■ **To be done**
Emit only the lines from the line containing "My project requires locating the hazy" through the last line of the entries, unchanged.
▼▼▼
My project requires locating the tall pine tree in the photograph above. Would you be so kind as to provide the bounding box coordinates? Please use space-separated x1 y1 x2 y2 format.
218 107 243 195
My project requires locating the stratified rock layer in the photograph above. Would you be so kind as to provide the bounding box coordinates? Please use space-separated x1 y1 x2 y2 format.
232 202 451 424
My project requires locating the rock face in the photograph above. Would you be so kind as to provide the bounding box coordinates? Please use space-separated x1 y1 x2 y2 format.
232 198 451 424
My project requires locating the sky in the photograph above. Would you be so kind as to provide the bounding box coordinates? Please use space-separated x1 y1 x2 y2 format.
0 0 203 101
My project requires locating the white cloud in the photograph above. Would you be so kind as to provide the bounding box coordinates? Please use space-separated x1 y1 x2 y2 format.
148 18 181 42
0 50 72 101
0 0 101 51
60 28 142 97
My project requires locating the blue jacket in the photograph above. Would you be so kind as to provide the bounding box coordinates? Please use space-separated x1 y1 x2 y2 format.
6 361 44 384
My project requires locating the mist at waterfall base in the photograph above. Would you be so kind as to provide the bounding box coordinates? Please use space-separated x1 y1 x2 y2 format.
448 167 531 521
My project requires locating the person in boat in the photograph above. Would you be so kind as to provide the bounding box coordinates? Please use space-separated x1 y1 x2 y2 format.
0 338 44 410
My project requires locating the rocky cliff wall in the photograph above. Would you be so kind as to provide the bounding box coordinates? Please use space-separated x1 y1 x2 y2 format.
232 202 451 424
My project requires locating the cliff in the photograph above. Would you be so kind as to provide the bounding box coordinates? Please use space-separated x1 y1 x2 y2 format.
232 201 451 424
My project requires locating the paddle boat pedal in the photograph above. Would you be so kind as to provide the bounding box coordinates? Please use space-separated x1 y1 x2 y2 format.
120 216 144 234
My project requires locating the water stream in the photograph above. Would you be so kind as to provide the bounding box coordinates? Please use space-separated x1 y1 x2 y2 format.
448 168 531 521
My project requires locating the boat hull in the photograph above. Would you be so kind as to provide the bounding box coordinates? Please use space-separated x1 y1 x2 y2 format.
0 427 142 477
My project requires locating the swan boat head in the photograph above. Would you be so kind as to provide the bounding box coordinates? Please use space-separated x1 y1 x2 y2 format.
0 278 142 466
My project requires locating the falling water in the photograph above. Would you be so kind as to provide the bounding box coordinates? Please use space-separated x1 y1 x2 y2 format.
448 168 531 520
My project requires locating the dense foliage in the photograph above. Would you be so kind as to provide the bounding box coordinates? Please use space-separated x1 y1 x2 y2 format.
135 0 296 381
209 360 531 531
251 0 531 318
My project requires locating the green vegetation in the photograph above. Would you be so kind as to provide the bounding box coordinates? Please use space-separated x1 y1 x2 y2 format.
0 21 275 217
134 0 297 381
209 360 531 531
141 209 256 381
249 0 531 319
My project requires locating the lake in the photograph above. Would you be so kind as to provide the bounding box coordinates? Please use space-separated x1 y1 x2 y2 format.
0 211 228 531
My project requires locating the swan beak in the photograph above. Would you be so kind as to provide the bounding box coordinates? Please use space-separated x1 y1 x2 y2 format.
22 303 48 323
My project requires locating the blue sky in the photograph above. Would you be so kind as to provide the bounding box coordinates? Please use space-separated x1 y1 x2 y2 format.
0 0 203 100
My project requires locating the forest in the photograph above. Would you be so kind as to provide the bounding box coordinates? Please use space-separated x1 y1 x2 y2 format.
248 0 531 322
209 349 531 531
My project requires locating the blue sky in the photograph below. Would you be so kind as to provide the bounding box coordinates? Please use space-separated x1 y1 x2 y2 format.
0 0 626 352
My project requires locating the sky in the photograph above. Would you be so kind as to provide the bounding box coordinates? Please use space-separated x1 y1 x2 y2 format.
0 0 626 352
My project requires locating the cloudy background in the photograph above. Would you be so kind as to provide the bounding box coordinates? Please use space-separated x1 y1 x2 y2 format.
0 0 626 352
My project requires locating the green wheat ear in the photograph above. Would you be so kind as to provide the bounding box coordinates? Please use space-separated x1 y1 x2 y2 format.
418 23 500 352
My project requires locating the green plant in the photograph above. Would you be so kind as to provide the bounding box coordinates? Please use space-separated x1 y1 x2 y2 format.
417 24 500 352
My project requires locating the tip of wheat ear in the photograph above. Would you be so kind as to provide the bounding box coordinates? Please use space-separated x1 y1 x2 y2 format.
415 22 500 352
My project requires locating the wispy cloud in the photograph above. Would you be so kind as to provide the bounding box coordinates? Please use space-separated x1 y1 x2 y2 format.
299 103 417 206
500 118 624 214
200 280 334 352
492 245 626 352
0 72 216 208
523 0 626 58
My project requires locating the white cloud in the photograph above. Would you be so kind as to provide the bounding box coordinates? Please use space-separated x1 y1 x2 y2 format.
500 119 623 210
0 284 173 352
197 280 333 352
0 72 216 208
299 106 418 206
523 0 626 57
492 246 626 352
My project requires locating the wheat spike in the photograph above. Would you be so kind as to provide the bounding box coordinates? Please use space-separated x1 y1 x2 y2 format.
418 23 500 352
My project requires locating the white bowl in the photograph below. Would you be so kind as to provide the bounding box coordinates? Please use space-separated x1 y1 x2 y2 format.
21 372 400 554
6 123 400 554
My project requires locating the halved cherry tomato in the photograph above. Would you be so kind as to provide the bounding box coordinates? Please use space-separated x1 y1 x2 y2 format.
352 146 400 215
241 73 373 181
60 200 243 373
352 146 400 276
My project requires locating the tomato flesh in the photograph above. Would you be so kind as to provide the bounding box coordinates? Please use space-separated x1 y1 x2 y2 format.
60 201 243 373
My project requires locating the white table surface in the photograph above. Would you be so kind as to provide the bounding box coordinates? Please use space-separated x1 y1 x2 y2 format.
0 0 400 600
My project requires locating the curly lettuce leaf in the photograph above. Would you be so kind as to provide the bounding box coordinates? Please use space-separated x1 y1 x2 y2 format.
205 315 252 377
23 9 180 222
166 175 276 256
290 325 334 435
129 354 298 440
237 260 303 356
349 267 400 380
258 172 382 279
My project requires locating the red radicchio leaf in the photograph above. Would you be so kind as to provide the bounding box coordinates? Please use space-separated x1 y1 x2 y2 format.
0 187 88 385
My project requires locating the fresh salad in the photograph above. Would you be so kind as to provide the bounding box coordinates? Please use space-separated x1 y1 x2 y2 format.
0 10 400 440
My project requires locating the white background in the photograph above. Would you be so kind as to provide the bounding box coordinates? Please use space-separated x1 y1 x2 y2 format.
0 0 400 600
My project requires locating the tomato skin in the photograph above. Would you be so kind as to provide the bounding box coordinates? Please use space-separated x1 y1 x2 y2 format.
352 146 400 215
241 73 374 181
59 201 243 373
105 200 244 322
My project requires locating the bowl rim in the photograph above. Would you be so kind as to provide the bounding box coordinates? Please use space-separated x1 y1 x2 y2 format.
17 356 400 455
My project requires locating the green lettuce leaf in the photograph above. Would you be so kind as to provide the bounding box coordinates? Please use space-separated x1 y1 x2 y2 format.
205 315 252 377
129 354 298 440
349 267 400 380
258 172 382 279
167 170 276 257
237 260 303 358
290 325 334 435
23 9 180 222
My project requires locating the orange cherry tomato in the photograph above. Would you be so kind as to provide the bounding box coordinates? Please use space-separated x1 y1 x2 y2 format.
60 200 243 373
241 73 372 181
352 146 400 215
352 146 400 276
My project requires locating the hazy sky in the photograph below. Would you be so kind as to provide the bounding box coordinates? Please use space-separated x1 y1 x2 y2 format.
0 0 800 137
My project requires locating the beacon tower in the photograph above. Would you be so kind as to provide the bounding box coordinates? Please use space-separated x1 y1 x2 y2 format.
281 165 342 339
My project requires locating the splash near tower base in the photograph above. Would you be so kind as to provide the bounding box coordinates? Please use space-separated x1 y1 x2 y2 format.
▲▲▲
■ **Task output**
My project requires locating the hazy sky in the photograph below. Would you be so kind as to provide the bounding box coordinates? Please use space-separated x1 y1 x2 y2 format.
0 0 800 137
My project requires locating the beacon tower in the photograph above. Would you be so kind as to provide the bounding box coordinates? Please use space-separated x1 y1 x2 y2 format.
281 165 342 339
My project requires locating the splash near tower base in the photograph above. Would you be so kind as to provide the bounding box coordinates? Please use space-separated x1 y1 x2 y2 format.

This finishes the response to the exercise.